* **EXERCISE GOAL**:
State the number of lines in these records holding "bounding". Say nothing more.

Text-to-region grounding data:

____________________

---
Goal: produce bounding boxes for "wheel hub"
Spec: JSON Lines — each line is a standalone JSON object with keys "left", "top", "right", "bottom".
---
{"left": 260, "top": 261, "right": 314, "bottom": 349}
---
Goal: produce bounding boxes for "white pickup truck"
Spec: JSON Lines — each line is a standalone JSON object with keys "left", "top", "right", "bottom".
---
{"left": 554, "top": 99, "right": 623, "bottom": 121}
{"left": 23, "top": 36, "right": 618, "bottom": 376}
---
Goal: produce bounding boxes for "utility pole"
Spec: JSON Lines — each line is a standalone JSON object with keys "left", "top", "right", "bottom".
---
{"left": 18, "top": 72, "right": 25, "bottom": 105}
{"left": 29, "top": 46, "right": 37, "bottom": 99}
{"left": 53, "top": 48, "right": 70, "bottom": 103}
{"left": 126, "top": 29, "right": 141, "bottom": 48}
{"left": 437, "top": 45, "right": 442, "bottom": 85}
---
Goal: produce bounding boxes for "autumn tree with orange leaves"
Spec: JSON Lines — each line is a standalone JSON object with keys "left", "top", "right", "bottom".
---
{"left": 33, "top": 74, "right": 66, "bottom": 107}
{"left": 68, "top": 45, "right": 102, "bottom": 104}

____________________

* **RESPONSE AREA**:
4